__WHAT THE TASK ASKS__. Convert the stretch of lines below, from the line containing "the plywood panel." through the line containing "column 26, row 71", into a Markdown table with the columns No. and Line. Give one numbered row per line and leave out blank lines.

__PROVIDED RECORDS__.
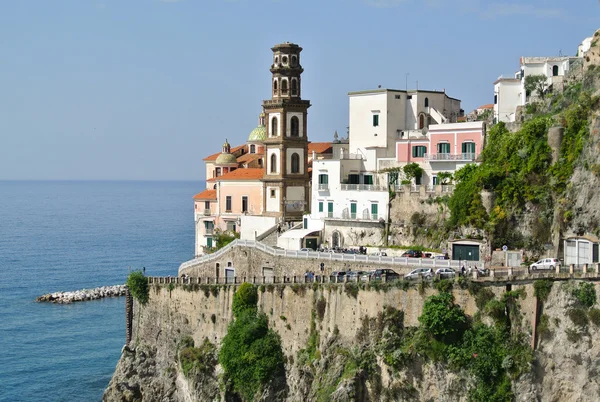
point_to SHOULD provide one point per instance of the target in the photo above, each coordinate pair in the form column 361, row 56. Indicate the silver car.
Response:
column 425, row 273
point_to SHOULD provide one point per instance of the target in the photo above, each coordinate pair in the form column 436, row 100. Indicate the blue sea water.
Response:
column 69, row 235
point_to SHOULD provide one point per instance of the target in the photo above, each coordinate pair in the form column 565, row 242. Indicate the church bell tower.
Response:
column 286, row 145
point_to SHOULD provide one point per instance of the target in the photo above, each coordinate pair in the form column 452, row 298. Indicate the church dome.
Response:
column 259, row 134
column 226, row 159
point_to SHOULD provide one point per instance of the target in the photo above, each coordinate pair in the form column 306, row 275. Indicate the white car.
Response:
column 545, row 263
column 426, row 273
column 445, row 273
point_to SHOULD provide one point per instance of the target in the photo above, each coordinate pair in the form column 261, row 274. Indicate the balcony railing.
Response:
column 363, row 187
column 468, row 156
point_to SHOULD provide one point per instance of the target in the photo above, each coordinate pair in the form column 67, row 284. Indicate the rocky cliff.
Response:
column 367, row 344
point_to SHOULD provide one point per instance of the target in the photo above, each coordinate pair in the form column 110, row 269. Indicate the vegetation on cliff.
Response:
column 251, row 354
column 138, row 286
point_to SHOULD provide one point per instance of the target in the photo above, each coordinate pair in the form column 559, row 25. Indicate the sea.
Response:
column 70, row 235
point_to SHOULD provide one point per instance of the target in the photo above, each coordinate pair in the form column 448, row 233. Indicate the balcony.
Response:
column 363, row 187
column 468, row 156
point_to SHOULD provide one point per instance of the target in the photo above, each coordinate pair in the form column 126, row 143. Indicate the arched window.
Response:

---

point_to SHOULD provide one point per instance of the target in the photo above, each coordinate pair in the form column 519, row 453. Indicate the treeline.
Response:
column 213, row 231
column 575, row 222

...

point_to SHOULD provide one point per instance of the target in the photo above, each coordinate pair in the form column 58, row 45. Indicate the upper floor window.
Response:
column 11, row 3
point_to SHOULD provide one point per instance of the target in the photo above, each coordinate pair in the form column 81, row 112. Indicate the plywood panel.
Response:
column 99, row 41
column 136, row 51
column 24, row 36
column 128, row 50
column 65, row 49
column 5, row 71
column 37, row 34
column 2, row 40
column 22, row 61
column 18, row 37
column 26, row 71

__THE OUTPUT__.
| No. | Line |
|---|---|
| 1 | point_to SHOULD provide one point per instance of the target in the photo above, each coordinate pair in the form column 81, row 112. Indicate the plywood panel. |
| 2 | Response: |
| 3 | column 99, row 41 |
| 4 | column 136, row 51 |
| 5 | column 24, row 36 |
| 6 | column 128, row 50 |
| 7 | column 65, row 49 |
| 8 | column 5, row 71 |
| 9 | column 37, row 34 |
| 10 | column 2, row 40 |
| 11 | column 22, row 61 |
| 12 | column 18, row 37 |
| 13 | column 26, row 71 |